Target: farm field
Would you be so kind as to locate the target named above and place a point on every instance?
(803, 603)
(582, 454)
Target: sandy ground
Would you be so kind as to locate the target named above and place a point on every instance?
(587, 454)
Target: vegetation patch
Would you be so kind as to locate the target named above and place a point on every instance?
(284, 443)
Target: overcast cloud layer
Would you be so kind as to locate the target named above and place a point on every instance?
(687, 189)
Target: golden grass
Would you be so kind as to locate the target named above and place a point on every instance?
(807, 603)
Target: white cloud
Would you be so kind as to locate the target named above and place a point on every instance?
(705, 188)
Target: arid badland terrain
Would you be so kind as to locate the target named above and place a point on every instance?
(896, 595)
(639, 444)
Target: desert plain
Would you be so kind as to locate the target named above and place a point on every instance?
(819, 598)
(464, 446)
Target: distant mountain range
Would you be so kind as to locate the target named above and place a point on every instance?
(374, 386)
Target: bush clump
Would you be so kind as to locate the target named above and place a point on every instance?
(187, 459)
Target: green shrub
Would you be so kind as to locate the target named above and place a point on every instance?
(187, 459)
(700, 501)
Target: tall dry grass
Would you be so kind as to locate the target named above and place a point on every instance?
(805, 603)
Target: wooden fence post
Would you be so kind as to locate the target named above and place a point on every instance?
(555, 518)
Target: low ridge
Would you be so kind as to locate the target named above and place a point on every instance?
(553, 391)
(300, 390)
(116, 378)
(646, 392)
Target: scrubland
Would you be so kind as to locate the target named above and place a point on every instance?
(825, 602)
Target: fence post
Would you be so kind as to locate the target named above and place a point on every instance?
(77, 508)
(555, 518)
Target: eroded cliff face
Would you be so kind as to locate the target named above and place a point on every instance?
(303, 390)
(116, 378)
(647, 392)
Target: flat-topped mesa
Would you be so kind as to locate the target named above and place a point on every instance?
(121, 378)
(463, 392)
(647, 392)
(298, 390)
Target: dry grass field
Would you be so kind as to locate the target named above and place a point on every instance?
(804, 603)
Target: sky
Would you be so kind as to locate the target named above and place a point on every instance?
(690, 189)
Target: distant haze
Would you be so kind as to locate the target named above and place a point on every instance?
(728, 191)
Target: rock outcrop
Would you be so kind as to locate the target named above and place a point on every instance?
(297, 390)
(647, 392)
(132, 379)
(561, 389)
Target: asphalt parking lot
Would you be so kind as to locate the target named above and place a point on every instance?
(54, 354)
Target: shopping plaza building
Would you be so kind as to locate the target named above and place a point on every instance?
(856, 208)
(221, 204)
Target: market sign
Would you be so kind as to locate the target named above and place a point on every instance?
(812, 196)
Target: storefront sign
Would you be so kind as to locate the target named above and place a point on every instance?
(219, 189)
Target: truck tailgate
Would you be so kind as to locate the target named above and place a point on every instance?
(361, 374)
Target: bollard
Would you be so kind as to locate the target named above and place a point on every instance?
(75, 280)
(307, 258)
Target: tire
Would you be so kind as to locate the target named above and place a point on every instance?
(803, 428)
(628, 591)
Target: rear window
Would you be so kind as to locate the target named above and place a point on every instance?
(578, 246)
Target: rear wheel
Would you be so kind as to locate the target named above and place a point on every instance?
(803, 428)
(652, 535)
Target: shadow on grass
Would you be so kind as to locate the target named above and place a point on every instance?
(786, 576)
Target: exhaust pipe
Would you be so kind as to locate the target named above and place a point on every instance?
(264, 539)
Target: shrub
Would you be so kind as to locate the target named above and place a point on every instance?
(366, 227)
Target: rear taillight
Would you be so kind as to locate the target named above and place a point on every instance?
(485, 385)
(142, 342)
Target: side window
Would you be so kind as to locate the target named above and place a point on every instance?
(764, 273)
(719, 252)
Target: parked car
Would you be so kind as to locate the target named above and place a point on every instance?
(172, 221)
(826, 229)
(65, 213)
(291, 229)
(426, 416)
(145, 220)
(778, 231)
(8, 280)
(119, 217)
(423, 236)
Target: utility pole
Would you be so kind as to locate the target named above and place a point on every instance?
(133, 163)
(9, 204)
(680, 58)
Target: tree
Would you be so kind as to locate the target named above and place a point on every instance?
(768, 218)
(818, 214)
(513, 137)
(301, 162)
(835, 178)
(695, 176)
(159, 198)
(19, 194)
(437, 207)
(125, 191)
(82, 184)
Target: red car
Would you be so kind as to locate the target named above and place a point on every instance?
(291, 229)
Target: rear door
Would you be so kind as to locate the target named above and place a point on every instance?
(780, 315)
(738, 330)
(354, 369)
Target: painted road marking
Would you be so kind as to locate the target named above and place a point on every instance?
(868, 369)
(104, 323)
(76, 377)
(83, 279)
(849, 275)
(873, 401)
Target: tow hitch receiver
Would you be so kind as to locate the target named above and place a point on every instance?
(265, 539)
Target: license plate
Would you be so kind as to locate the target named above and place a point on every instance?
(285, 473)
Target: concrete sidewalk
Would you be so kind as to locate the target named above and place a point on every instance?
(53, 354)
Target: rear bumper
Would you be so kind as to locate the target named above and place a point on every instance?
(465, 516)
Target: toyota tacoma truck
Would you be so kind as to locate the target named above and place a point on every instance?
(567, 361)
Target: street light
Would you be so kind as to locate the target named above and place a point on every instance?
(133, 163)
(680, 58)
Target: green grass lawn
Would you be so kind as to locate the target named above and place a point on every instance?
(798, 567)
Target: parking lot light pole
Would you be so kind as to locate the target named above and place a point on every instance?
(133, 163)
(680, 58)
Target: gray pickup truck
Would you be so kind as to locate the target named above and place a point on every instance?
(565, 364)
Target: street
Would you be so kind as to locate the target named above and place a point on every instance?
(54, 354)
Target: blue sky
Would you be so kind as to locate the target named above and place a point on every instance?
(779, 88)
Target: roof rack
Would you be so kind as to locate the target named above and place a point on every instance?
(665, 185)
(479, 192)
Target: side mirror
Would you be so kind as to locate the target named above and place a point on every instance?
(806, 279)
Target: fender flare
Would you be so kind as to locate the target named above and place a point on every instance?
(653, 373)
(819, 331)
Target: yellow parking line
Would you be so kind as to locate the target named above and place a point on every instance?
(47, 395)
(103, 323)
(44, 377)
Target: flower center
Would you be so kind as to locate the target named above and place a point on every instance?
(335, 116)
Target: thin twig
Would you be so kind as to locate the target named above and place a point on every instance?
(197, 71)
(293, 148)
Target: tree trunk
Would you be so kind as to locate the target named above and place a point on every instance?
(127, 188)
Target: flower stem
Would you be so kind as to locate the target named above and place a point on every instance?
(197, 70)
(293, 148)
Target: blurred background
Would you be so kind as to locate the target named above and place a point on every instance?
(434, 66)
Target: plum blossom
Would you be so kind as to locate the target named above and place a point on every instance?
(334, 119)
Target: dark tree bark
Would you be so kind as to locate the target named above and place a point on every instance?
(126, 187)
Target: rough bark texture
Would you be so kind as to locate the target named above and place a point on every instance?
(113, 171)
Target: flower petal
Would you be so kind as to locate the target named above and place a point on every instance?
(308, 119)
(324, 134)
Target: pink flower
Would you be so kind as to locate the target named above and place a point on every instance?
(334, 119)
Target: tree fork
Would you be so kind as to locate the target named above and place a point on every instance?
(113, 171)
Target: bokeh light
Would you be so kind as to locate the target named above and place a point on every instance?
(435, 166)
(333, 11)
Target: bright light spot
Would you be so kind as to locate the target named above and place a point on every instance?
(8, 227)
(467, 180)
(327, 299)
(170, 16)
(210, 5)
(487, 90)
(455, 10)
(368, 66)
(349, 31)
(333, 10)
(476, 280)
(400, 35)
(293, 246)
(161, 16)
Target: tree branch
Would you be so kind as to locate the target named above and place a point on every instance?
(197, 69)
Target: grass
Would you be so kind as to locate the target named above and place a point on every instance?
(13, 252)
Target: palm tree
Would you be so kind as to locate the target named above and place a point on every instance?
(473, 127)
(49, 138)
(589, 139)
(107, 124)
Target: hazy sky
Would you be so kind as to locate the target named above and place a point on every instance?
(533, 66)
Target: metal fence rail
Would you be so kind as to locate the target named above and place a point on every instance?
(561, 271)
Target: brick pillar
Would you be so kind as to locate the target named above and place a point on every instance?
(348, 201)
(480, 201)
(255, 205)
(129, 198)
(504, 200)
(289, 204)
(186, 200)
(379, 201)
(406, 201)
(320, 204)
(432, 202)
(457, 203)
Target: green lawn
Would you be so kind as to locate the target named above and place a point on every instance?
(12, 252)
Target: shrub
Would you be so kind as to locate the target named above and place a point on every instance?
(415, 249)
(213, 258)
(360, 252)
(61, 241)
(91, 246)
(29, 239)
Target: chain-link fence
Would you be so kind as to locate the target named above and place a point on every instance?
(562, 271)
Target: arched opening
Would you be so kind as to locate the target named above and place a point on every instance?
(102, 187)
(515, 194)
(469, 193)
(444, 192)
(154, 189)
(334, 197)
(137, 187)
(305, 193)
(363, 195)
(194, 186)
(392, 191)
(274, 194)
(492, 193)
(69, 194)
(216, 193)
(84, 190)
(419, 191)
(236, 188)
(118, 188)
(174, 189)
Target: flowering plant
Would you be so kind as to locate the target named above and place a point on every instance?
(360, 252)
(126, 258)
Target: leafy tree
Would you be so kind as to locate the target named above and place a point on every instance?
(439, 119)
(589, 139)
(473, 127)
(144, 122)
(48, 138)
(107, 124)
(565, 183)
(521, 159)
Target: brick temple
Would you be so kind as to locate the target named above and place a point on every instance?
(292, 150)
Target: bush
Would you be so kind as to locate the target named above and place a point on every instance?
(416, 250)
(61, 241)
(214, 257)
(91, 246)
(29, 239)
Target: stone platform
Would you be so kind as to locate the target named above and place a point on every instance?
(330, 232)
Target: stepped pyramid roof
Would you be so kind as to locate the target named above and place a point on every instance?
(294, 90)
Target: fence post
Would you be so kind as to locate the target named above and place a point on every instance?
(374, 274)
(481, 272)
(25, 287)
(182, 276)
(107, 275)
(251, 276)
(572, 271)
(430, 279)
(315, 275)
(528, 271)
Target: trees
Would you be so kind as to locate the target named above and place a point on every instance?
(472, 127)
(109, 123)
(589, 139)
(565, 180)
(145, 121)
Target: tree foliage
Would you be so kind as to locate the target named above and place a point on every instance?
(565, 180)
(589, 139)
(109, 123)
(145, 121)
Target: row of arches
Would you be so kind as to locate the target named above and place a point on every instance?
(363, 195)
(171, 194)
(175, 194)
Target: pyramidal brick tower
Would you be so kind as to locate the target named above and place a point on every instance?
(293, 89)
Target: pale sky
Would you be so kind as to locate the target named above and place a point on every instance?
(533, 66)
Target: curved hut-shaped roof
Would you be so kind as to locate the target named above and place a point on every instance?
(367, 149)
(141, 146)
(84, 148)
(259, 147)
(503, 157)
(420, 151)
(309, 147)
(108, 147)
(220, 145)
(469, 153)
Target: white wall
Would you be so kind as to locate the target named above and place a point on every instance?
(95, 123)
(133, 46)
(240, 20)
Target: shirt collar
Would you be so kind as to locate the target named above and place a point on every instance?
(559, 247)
☆ ☆ ☆ ☆ ☆
The task: Transcribe the records above exactly, but only from the line that contains "Target: leafy tree" through their final line, inclusive.

Solution to this problem:
Target: leafy tree
Would you be so kind as to locate the target named above and place a point on every instance?
(439, 119)
(589, 139)
(473, 127)
(144, 122)
(48, 138)
(107, 124)
(565, 183)
(521, 159)
Target: brick temple
Would you be so kind as to locate the target named above and place a point on every instance?
(292, 150)
Target: bush
Would you be so kind as to locate the target named above and place a point on every instance?
(416, 250)
(61, 241)
(214, 257)
(91, 246)
(29, 239)
Target: stone platform
Would you be so kind as to locate the target named above and place a point on every instance?
(330, 232)
Target: stepped pyramid roof
Would you be so kind as to locate the target named above and place a point on every instance?
(294, 90)
Target: fence post
Would you be so kind as to locate the target named above and place a point on every instance?
(374, 274)
(481, 272)
(25, 287)
(182, 276)
(107, 275)
(251, 276)
(572, 271)
(430, 279)
(315, 275)
(528, 271)
Target: trees
Would you be so kind as to locate the target named above and place a point on every instance?
(472, 127)
(109, 123)
(589, 139)
(565, 180)
(145, 121)
Target: tree foliage
Would you be so kind as to locate the target named above and place a point on every instance?
(565, 180)
(589, 139)
(109, 123)
(145, 121)
Target: row of arches
Would you be so kind as to locate the target named above and place a point on every instance?
(363, 195)
(171, 194)
(175, 194)
Target: pyramidal brick tower
Would you be so kind as to locate the target named above and place a point on every instance?
(293, 89)
Target: pale sky
Would you be so kind as to locate the target named above and place a point on every instance?
(533, 66)
Target: curved hut-shaped roof
Would you be so kind as to locate the target named above and place a point on every instance?
(367, 149)
(141, 146)
(84, 148)
(259, 147)
(503, 157)
(420, 151)
(309, 147)
(108, 147)
(220, 145)
(469, 153)
Target: white wall
Would you be so kind as to locate the target named above and place a point on every instance?
(95, 123)
(133, 46)
(240, 20)
Target: shirt collar
Would you be so kind as to locate the target named above and place a point on every instance?
(559, 247)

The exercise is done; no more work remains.